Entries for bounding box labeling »
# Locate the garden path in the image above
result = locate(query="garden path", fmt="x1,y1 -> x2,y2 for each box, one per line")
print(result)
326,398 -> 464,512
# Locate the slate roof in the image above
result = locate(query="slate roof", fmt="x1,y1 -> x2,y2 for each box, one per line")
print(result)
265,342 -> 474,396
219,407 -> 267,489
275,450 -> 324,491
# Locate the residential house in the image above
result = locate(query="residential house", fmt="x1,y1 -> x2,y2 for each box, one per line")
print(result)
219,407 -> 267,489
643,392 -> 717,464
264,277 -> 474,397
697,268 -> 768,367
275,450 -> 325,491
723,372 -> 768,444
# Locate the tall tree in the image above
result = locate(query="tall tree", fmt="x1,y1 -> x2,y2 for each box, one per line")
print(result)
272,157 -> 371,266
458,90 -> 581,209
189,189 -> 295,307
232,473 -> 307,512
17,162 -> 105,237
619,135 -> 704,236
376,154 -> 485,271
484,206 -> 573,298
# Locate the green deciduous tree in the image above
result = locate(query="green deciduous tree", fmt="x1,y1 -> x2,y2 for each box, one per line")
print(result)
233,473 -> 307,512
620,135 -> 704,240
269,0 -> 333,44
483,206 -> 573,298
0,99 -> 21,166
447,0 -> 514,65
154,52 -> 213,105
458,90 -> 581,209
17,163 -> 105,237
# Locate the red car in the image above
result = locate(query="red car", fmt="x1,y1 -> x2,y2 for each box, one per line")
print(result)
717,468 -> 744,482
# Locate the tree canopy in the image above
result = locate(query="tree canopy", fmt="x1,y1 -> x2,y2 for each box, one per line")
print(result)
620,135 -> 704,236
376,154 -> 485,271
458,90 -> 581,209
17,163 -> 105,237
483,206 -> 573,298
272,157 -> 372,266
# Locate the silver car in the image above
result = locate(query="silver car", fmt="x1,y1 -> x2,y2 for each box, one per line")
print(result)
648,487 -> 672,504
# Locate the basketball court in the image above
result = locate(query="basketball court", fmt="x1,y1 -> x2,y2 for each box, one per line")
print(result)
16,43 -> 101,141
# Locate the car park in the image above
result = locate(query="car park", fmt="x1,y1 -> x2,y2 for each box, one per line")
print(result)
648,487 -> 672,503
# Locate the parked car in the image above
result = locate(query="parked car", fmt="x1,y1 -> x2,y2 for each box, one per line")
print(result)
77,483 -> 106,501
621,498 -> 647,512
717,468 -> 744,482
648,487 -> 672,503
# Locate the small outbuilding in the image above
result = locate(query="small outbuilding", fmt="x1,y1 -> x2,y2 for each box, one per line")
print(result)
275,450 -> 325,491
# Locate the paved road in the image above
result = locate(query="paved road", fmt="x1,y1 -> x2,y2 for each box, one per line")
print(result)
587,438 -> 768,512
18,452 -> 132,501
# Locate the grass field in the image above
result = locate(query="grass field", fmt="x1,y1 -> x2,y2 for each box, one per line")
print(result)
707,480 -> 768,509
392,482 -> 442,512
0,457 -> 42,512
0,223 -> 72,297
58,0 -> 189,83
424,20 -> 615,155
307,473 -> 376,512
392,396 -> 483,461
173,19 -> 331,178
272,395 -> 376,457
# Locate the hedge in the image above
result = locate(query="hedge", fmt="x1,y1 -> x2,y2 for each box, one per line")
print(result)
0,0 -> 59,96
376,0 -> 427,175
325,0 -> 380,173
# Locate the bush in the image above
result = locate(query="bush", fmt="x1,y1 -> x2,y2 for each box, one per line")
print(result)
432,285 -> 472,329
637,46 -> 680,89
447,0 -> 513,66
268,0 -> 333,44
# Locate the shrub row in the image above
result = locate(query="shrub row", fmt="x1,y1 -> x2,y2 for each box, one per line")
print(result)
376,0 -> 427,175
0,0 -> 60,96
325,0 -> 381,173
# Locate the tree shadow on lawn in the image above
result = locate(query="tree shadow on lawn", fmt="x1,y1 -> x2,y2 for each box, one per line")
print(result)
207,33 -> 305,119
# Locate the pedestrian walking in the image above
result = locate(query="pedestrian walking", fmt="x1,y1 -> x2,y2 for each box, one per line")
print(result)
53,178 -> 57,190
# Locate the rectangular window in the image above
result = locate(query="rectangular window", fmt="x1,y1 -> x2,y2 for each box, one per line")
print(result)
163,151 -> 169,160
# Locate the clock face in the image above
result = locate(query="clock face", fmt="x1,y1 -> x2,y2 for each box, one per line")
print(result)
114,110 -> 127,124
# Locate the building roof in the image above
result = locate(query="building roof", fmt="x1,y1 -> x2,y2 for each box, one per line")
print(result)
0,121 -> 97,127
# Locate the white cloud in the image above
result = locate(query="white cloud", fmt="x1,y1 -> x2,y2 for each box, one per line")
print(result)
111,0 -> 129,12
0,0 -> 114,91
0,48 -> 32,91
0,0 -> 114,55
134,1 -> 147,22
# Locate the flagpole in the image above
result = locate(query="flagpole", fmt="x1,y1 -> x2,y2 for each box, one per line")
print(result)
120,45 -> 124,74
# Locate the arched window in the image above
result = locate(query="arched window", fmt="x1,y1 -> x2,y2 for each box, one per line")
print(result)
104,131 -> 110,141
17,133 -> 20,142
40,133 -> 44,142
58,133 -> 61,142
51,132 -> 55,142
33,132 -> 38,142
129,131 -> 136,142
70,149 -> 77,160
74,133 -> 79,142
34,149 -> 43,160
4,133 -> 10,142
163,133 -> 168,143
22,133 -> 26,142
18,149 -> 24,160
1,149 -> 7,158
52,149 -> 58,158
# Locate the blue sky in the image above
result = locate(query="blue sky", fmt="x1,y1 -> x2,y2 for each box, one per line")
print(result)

EXERCISE DESCRIPTION » Reproduce each record exactly, leaving nothing out.

FULL SOLUTION »
# Locate the garden path in the image above
result = locate(query="garden path", fmt="x1,y1 -> x2,y2 for each box, one per line")
print(result)
326,398 -> 464,512
# Locate the slate roof in the image above
result = locate(query="slate roof", fmt="x1,y1 -> x2,y2 for each box, one per line")
print(result)
265,342 -> 474,396
219,407 -> 267,489
275,450 -> 324,491
# Locate the residential house in the image above
result = locate(query="residential house", fmt="x1,y1 -> x2,y2 for each box, one per line")
print(result)
219,407 -> 267,489
643,392 -> 717,464
264,277 -> 474,397
697,268 -> 768,367
275,450 -> 325,491
723,372 -> 768,444
# Locate the tall tree in the image above
result = locate(query="tall tree", fmt="x1,y1 -> x2,y2 for each box, one per line")
print(result)
272,157 -> 371,266
458,90 -> 581,209
189,189 -> 295,307
232,473 -> 307,512
17,162 -> 105,237
619,135 -> 704,236
376,154 -> 485,271
484,206 -> 573,298
# Locate the green deciduous tree in the image above
result = locate(query="green deciduous tree", fmt="x1,y1 -> x2,y2 for each box, one per line")
print(result)
233,473 -> 307,512
620,135 -> 704,240
269,0 -> 333,44
483,206 -> 573,298
0,99 -> 21,166
447,0 -> 514,65
154,52 -> 213,105
458,90 -> 581,209
17,163 -> 105,237
# Locate the red car in the image above
result = locate(query="red car", fmt="x1,y1 -> x2,y2 for each box, one per line")
print(result)
717,468 -> 744,482
# Locate the tree canopy in the image above
result = locate(query="tree canopy", fmt="x1,y1 -> x2,y2 for each box, one per line")
print(result)
620,135 -> 704,236
376,154 -> 485,271
458,90 -> 581,209
17,163 -> 105,237
483,206 -> 573,298
272,157 -> 372,266
# Locate the silver car in the image above
result = locate(query="silver car", fmt="x1,y1 -> x2,y2 for each box, one per line")
print(result)
648,487 -> 672,504
# Locate the basketball court in the image above
result = locate(query="basketball court", fmt="x1,y1 -> x2,y2 for each box, one per line")
print(result)
16,43 -> 101,141
# Locate the car park in the image above
result = locate(query="car park", fmt="x1,y1 -> x2,y2 for each box, one per line")
print(result)
648,487 -> 672,503
# Locate the parked car in the image above
result = locate(query="parked car", fmt="x1,y1 -> x2,y2 for each box, one per line")
print(result)
77,483 -> 106,501
621,498 -> 647,512
717,468 -> 744,482
648,487 -> 672,503
# Locate the small outbuilding in the image above
result = locate(query="small outbuilding", fmt="x1,y1 -> x2,y2 for each box, one per line")
print(result)
275,450 -> 325,491
# Locate the paved road in the image above
result = locate(query="paved road", fmt="x1,y1 -> x2,y2 for each box, one per line")
print(result)
587,438 -> 768,512
18,452 -> 132,501
# Locate the grass field in the image above
result = locate(query="grass field", fmt="x1,y1 -> x2,y2 for each box, one per line")
print(result)
707,480 -> 768,509
392,482 -> 442,512
0,457 -> 42,512
0,223 -> 72,297
58,0 -> 189,83
424,20 -> 615,155
307,473 -> 376,512
392,396 -> 483,461
173,19 -> 331,178
272,395 -> 376,457
# Locate the hedge in the image above
result = locate(query="hedge", fmt="x1,y1 -> x2,y2 for each box, one per line")
print(result)
0,0 -> 59,96
376,0 -> 427,175
325,0 -> 380,173
# Locate the bush in the image above
result = locate(query="bush", fmt="x1,y1 -> x2,y2 for each box, one per line")
print(result)
432,285 -> 472,329
637,46 -> 680,89
447,0 -> 513,66
268,0 -> 333,44
# Locate the shrub row in the image above
result = locate(query="shrub row", fmt="x1,y1 -> x2,y2 for each box, one per line")
print(result)
376,0 -> 427,175
0,0 -> 60,96
325,0 -> 381,173
# Locate the tree shadow on lawn in the image above
result = locate(query="tree shadow on lawn", fmt="x1,y1 -> x2,y2 for each box, one per line")
print(result)
207,33 -> 305,119
# Locate the pedestrian walking in the image above
result = locate(query="pedestrian walking", fmt="x1,y1 -> x2,y2 for each box, one per line")
print(result)
53,178 -> 57,190
# Locate the rectangular window in the image above
result = locate(query="rectangular window", fmt="x1,y1 -> x2,y2 for each box, one per line")
print(result)
163,151 -> 169,160
# Locate the clock face in the image above
result = locate(query="clock face", fmt="x1,y1 -> x2,y2 for each box, one per line")
print(result)
114,110 -> 127,124
# Locate the building roof in the image above
result = locate(query="building roof", fmt="x1,y1 -> x2,y2 for each box, one per line")
print(result)
0,121 -> 97,127
# Locate the white cloud in the image above
result = locate(query="white cloud", fmt="x1,y1 -> x2,y2 for each box, one per line")
print(result)
111,0 -> 129,12
0,0 -> 114,91
0,48 -> 32,91
0,0 -> 114,55
134,1 -> 147,22
# Locate the flagpole in the image above
result = locate(query="flagpole", fmt="x1,y1 -> x2,y2 for each box, one per line")
print(result)
120,45 -> 124,74
# Locate the arched window in the image above
result = locate(query="arched window", fmt="x1,y1 -> x2,y2 for each box, one per line")
print(result)
104,131 -> 110,141
17,133 -> 20,142
40,133 -> 44,142
58,133 -> 61,142
51,132 -> 55,142
33,132 -> 38,142
129,131 -> 136,142
70,149 -> 77,160
74,133 -> 79,142
34,149 -> 43,160
4,133 -> 10,142
163,133 -> 168,143
22,133 -> 26,142
18,149 -> 24,160
1,149 -> 7,158
52,149 -> 58,158
# Locate the blue sky in the image above
result = locate(query="blue sky", fmt="x1,y1 -> x2,y2 for each box, one per line")
print(result)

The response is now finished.